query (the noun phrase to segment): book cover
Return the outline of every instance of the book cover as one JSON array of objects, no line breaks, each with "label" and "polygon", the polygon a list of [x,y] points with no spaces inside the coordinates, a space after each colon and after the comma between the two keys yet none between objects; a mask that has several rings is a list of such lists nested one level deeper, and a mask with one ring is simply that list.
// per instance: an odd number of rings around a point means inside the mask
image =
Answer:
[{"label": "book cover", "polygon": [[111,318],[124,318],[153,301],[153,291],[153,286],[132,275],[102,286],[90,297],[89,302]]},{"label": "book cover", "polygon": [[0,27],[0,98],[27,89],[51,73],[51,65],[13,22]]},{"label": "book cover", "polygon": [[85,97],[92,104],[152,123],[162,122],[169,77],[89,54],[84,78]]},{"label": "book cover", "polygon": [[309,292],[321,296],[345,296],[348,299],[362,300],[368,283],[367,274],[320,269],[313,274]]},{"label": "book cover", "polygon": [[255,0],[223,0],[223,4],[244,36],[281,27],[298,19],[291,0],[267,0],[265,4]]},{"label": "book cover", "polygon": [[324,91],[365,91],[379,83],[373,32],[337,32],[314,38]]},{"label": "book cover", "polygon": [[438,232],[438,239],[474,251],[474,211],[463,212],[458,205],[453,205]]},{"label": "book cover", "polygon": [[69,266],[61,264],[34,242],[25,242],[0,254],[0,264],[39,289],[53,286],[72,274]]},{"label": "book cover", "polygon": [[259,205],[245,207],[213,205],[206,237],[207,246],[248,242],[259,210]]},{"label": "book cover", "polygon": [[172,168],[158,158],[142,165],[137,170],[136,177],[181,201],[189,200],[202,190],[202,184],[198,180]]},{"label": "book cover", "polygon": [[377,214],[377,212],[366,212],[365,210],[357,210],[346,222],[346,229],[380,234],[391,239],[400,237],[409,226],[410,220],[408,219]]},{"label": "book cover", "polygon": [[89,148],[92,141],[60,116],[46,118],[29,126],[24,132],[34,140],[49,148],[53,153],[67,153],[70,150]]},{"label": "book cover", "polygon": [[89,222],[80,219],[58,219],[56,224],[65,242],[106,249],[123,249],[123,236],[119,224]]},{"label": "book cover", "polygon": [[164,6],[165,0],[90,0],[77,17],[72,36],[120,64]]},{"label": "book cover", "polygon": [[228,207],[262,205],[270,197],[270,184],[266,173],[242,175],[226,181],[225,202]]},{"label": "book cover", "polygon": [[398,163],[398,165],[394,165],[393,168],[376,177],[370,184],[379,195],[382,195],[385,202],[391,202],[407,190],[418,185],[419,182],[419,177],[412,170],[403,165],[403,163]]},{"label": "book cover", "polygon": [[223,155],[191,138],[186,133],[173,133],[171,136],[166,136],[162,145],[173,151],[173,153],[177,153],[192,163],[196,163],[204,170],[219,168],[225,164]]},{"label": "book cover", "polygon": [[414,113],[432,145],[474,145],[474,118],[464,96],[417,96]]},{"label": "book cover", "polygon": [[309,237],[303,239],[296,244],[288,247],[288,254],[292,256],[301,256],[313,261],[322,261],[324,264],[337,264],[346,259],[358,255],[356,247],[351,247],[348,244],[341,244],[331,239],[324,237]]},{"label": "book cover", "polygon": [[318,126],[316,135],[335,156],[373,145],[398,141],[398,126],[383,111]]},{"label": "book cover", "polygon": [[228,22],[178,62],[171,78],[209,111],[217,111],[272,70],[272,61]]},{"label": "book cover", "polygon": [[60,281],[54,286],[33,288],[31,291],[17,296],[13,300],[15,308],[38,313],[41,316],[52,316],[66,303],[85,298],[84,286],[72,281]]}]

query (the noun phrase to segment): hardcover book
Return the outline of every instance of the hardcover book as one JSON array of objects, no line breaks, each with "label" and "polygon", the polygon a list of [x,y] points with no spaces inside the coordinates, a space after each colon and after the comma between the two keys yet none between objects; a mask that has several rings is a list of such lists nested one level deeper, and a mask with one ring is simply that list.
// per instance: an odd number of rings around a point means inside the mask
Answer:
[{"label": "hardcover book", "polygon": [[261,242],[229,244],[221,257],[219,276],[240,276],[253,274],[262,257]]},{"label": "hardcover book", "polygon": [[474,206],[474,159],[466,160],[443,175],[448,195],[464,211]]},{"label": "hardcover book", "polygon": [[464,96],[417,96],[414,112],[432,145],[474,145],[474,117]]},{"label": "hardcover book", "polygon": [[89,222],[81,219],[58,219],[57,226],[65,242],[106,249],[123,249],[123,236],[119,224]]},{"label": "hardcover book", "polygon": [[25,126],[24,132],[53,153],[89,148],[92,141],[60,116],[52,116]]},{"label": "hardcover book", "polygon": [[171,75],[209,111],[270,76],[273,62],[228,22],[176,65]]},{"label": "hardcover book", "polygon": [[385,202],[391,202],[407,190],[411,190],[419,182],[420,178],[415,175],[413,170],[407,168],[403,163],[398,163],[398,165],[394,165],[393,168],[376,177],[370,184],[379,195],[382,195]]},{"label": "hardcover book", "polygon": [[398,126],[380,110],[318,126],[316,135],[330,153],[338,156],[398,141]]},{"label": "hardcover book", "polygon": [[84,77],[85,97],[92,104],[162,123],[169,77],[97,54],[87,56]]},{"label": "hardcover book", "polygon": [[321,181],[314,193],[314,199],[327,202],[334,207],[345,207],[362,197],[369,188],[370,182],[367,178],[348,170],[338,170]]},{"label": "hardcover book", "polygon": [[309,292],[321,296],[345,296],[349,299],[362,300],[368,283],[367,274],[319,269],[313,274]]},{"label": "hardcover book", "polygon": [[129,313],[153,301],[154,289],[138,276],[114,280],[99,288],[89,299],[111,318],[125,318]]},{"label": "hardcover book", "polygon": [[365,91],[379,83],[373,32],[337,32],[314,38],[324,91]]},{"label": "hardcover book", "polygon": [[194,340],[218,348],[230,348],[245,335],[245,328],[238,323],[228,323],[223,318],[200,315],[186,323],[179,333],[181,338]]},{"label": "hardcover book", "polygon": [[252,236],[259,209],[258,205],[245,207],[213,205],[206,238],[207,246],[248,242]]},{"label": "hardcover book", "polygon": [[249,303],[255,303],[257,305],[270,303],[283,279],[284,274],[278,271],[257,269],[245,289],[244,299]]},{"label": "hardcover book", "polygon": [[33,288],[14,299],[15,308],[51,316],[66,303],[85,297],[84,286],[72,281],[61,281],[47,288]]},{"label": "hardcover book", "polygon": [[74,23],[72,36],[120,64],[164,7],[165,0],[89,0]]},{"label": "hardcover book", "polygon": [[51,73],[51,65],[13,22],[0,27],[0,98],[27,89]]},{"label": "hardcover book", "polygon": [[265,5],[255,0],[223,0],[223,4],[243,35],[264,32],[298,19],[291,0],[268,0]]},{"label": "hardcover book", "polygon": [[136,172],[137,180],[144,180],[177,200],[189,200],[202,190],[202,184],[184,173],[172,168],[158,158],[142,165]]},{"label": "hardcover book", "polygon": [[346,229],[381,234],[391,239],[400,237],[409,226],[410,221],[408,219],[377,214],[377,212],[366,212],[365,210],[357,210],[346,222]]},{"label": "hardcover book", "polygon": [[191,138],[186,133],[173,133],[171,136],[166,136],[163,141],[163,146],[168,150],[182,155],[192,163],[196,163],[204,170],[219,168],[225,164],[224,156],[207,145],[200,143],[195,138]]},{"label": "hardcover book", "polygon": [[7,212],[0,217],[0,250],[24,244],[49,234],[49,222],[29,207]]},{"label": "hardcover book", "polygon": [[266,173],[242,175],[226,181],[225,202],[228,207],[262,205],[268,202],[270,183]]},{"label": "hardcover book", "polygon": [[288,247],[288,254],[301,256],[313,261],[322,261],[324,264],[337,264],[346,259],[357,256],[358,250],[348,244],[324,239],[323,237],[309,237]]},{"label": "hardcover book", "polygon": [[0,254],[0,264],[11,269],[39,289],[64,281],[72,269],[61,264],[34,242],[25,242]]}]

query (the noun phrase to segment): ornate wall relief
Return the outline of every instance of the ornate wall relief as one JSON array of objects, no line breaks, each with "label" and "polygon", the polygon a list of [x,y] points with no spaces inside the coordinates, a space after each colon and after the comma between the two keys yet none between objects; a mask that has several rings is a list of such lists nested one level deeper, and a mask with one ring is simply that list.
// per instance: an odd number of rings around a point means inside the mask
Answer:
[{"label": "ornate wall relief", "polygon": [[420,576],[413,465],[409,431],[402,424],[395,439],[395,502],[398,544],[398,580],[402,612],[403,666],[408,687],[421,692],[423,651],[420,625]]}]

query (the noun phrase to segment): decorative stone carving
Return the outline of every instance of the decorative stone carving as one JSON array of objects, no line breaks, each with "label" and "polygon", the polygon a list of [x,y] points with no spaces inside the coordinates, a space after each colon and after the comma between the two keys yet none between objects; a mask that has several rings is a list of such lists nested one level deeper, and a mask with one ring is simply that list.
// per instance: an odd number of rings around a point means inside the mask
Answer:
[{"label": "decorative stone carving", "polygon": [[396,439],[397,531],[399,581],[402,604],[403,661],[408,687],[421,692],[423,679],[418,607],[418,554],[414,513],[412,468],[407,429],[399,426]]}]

────────────────────────────────────────

What needs to be done — Turn the records into a numbered list, starting from the line containing "query (the noun phrase to segment): ornate" and continuing through the last line of the records. Give each line its own number and leave out blank lines.

Written answer —
1. query (the noun phrase to segment): ornate wall relief
2. Return the outline of every instance of the ornate wall relief as one JSON array of objects, no line breaks, each with "label" and "polygon", the polygon a list of [x,y] points with no spaces inside the coordinates, a space after each colon and after the comma between the two keys yet none between objects; a mask that has several rings is a list of such lists nested one level deeper, and a mask with one ring is simply that list.
3. // per instance: an odd number of rings around a point means inside the mask
4. Answer:
5. [{"label": "ornate wall relief", "polygon": [[420,576],[413,465],[409,431],[402,424],[395,439],[395,502],[398,544],[398,580],[402,612],[403,666],[408,687],[421,692],[423,651],[420,625]]}]
6. query (the noun phrase to segment): decorative stone carving
7. Return the outline of every instance of the decorative stone carving as one JSON array of objects, no line breaks, each with "label" and "polygon", the polygon a list of [x,y] points with no spaces inside the coordinates, a space after each colon and after the comma between the two keys yet none between objects; a mask that has several rings is a list of such lists nested one level deeper, and a mask with one ring is simply that list.
8. // per instance: an odd number of rings around a point means inside the mask
9. Answer:
10. [{"label": "decorative stone carving", "polygon": [[396,439],[397,531],[399,581],[402,604],[403,661],[408,687],[421,692],[423,679],[418,607],[418,554],[414,513],[412,468],[407,429],[399,426]]}]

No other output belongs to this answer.